### Text block
>> Start
# Memo to Jimmy and James Smith



## ozark_bushman

Dr. Phil called. He says he thinks he can help with your dysfunction.

I suggest you call him.


----------



## dingeryote

What's he gonna do, hand each of them a loaded Glock and have them play russian roulette?

Ya can't fix stupid. 

Stay safe!
Dingeryote


----------



## ozark_bushman

Hmmmm....true.


----------



## FunCast

Personally I think James would be alot better off if he got away from Jimmy. Sad, but the kid is the smarter of the two.


----------



## 8433jeff

FunCast said:


> Personally I think James would be alot better off if he got away from Jimmy. Sad, but the kid is the smarter of the two.


 
+1, but he was away, and went back. Definition of stupid is doing the same things over again, expecting different results.


----------



## Hlakegollum

8433jeff said:


> +1, but he was away, and went back. Definition of stupid is doing the same things over again, expecting different results.


 
Insanity: doing the same thing over and over again and expecting different results. 
Albert Einstein. Also by Andy Reid, and his drafting of undersized players.


----------



## atvguns

It's a TV show all made up they probably set around at night laughing about it themselves


----------



## chucker

its pathetic to have cheap entertainment payed for at your own expense by self esteem........ theres always someone being portrayed as smarter,wiser, or better then the last person ! just remember we all have our paydays....


----------



## LumberjkChamp

atvguns said:


> It's a TV show all made up they probably set around at night laughing about it themselves


 
HA! Yeah, I think this may be the case. Though you never know.


----------



## caotropheus

atvguns said:


> It's a TV show all made up they probably set around at night laughing about it themselves


 
Yes, conveniently, evn lamps don't work with these boys, let alone log harvesting equipment!


----------



## turnkey4099

In a moment of insanity I decided to watch it last night. Didn't make 4 minutes before I gave up in disgust. Season 1 was bad. This year it is pathetic.

Harry K


----------



## Rookie1

I gave up watching. I watch Holmes on Homes now.


----------



## indiansprings

The two of them have to be a product of the Arkansas inbreeding/marital program of the last 200 years. They are so jacked up it is obvious they are a product of ten or more generations of this practice. Ignorant is an understatement.


----------



## 8433jeff

Rookie1 said:


> I gave up watching. I watch Holmes on Homes now.


 
Yeah, cause thats not staged or unreal at all.


----------



## Den69RS96

Well, Mr. Jimmy Smith just got busted for Workers Comp Fraud. it seems as though he was hurt in the 90's and unable to work. He got busted because they saw him on Axeman. I've heard of stupid, but this takes the cake. look in the attached link and scroll down half way.

http://www.joepaduda.com/


----------



## Thorcw

2 account of first degree theft
15 counts of second degree

Case was yesterday wonder what happened?
>> End
### Instructions
**1)** Write out the stretch of the forum thread about Jimmy and James Smith from "Dr. Phil called." through "can't fix stupid.".
**2)** In the forum thread about Jimmy and James Smith, what does one post say Jimmy Smith got busted for?
None of these lines relate to the forum thread about Jimmy and James Smith.

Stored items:
>> Start
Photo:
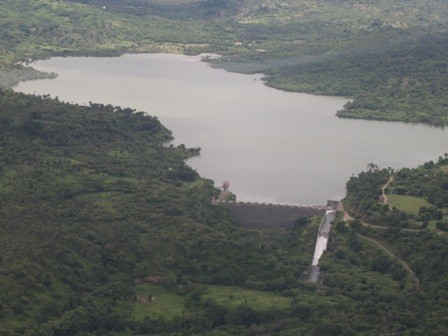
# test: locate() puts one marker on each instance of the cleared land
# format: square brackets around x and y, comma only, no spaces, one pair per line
[155,302]
[232,297]
[406,203]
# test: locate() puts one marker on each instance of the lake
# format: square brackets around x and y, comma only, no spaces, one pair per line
[272,146]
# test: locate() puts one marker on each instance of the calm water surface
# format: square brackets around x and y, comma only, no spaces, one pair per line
[272,146]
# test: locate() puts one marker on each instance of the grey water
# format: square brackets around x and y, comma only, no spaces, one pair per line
[272,146]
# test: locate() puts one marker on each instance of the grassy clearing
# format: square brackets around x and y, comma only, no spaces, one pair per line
[406,203]
[232,297]
[155,302]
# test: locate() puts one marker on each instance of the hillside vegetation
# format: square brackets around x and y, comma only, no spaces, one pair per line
[389,56]
[105,231]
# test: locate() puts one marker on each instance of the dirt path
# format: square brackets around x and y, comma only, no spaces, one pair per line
[398,259]
[384,198]
[347,217]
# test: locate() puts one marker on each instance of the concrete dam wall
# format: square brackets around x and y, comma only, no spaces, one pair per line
[270,215]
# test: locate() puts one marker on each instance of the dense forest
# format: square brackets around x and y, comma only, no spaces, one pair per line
[105,231]
[99,218]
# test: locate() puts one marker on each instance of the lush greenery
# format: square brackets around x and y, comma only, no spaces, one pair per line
[104,230]
[409,235]
[103,227]
[390,57]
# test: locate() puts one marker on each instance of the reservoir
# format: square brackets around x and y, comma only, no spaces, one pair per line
[272,146]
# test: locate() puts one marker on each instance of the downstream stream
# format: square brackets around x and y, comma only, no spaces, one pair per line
[272,146]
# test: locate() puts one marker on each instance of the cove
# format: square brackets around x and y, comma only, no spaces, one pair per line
[272,146]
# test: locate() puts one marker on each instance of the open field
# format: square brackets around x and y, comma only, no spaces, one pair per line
[155,302]
[232,297]
[407,203]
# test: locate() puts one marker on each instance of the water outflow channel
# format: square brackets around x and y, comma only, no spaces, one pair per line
[321,243]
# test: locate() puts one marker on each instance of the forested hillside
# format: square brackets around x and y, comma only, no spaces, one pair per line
[390,56]
[105,231]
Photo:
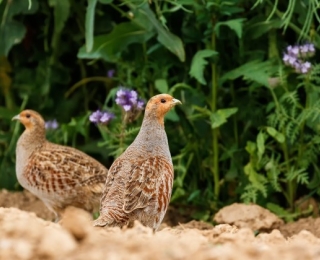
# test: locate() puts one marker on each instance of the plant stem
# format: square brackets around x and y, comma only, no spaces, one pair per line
[235,125]
[215,131]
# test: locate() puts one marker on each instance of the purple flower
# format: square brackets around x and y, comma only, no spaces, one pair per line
[289,60]
[295,57]
[293,50]
[95,116]
[128,100]
[51,124]
[106,117]
[140,104]
[110,73]
[302,67]
[307,50]
[305,67]
[101,117]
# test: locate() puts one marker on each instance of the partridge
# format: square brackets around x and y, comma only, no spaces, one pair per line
[60,176]
[139,182]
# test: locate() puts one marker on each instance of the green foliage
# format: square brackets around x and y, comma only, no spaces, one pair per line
[248,129]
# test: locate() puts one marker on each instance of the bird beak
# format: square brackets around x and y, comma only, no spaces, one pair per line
[176,102]
[17,117]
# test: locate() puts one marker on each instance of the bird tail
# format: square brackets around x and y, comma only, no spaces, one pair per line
[102,221]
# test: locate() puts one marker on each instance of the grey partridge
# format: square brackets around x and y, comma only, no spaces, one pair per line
[139,182]
[59,175]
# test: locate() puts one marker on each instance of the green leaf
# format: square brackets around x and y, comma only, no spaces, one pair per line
[61,14]
[161,85]
[109,46]
[260,144]
[235,25]
[89,26]
[198,64]
[251,147]
[255,70]
[11,31]
[219,117]
[10,34]
[275,134]
[172,42]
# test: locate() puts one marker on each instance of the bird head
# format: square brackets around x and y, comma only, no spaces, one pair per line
[30,119]
[161,104]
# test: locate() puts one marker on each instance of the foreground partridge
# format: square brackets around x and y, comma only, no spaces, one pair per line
[139,183]
[60,176]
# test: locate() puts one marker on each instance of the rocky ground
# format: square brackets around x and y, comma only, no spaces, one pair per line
[246,232]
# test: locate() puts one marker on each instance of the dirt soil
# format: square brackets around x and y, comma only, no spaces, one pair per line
[27,232]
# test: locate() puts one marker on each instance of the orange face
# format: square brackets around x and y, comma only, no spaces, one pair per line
[160,105]
[29,118]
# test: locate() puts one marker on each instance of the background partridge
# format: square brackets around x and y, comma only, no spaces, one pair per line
[139,183]
[60,176]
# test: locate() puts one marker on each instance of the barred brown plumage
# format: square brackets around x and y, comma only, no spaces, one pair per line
[139,183]
[59,175]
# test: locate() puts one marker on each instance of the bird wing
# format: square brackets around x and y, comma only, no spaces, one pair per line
[62,168]
[149,180]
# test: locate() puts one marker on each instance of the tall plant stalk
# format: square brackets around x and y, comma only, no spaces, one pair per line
[215,131]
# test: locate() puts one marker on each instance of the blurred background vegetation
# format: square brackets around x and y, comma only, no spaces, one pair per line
[248,129]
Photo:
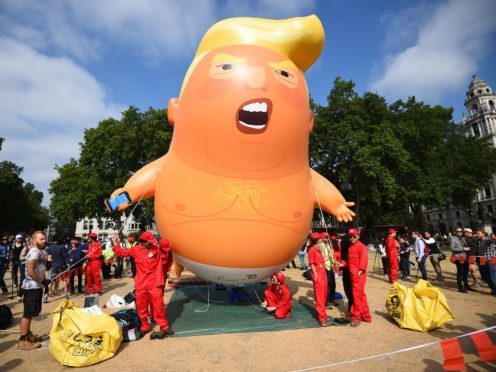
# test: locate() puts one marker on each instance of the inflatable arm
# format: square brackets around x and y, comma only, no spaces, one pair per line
[142,184]
[331,200]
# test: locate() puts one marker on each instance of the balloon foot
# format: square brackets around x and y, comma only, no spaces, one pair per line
[238,294]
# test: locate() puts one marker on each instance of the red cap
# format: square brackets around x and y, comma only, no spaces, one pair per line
[353,231]
[164,244]
[148,237]
[315,236]
[280,277]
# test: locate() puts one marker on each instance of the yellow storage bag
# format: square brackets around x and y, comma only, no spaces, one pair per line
[421,308]
[79,339]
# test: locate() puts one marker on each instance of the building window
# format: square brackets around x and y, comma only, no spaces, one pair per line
[475,128]
[487,191]
[475,109]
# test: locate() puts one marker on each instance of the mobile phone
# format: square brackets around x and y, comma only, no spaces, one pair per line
[113,204]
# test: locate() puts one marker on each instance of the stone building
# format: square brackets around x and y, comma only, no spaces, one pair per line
[480,121]
[106,228]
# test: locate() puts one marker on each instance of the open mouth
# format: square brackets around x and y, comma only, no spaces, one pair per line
[253,115]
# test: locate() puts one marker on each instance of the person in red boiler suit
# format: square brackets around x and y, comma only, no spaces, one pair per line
[165,246]
[392,255]
[278,297]
[93,265]
[319,278]
[357,265]
[151,271]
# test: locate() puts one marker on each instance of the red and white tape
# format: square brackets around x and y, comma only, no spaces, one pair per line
[416,347]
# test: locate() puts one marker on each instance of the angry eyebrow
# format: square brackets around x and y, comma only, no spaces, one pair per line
[229,58]
[283,64]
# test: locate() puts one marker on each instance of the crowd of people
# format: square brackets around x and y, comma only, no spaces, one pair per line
[149,261]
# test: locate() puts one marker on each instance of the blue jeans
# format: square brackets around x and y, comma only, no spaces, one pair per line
[422,269]
[301,255]
[491,276]
[3,268]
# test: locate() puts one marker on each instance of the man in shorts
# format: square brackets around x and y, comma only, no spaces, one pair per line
[32,289]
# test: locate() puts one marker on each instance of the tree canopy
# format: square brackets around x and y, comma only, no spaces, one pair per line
[393,159]
[109,154]
[20,202]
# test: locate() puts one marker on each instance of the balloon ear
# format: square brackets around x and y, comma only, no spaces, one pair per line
[171,110]
[310,124]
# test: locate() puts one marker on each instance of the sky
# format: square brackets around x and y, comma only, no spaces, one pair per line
[66,65]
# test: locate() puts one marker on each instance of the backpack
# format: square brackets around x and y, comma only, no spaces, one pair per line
[426,248]
[130,324]
[5,316]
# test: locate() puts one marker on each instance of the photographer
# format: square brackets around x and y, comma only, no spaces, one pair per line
[3,264]
[32,287]
[435,255]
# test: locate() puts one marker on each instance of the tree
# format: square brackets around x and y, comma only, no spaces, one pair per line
[110,154]
[393,159]
[20,203]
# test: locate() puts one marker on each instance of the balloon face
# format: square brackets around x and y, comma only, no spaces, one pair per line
[249,103]
[234,195]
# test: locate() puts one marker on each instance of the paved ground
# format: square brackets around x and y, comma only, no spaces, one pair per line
[282,350]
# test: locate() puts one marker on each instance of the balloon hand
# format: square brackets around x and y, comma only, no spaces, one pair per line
[116,193]
[343,213]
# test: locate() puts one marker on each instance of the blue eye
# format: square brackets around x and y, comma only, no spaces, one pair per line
[283,73]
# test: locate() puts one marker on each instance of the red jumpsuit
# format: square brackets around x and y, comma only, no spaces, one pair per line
[320,283]
[93,268]
[392,255]
[357,260]
[151,271]
[279,296]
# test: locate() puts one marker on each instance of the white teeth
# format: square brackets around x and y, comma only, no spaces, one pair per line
[252,126]
[256,107]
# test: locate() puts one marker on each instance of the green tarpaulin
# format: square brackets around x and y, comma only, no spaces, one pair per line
[204,310]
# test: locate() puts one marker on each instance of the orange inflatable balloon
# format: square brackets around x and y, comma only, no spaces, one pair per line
[235,195]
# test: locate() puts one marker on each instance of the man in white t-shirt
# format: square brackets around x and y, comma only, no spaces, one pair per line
[32,289]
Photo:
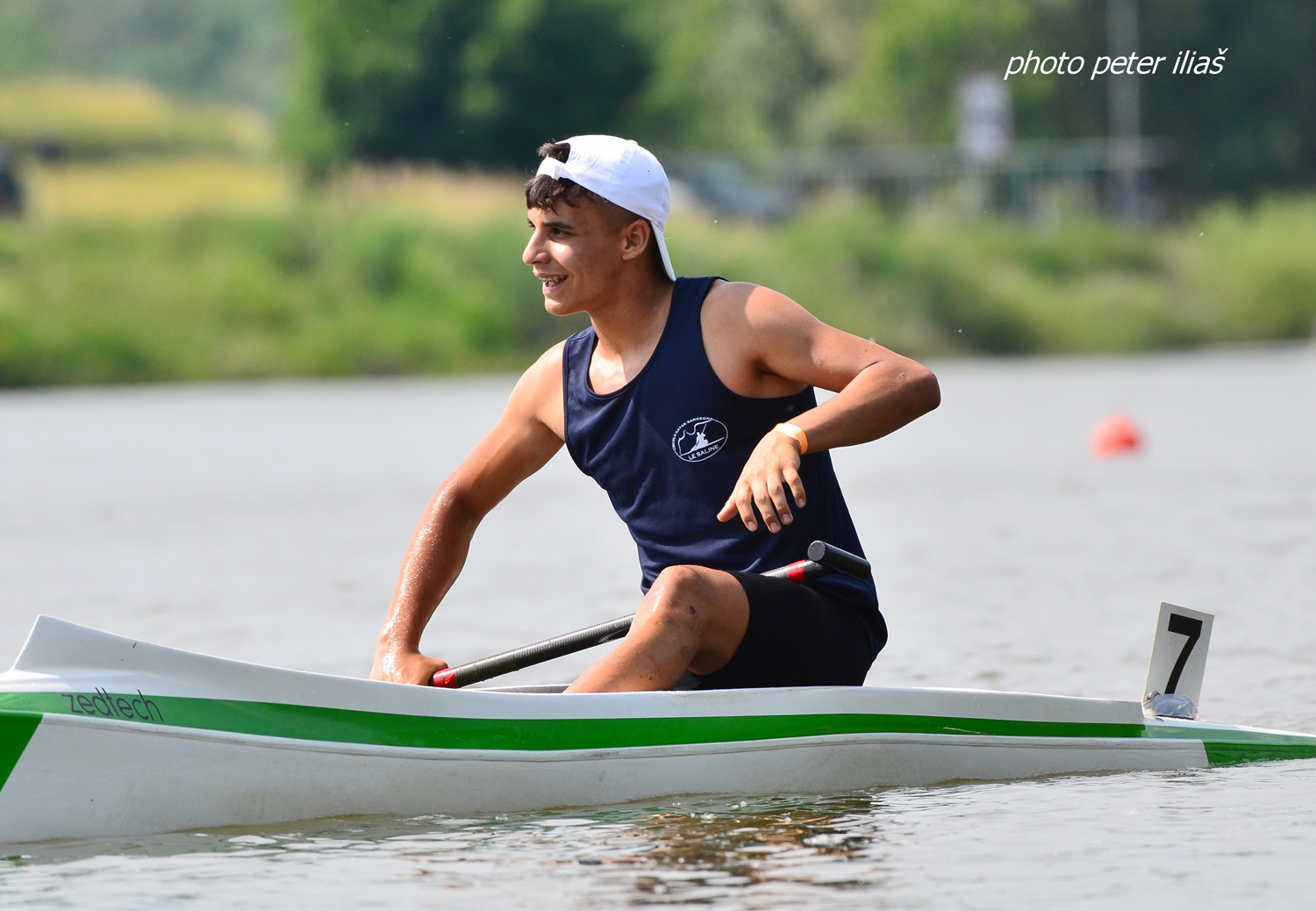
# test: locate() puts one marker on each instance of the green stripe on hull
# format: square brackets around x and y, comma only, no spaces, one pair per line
[1258,750]
[16,729]
[21,711]
[389,729]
>> End
### Complete answers
**1)**
Dr. Phil called. He says he thinks he can help with your dysfunction.

I suggest you call him.


----------



## dingeryote

What's he gonna do, hand each of them a loaded Glock and have them play russian roulette?

Ya can't fix stupid.

**2)** Workers comp fraud.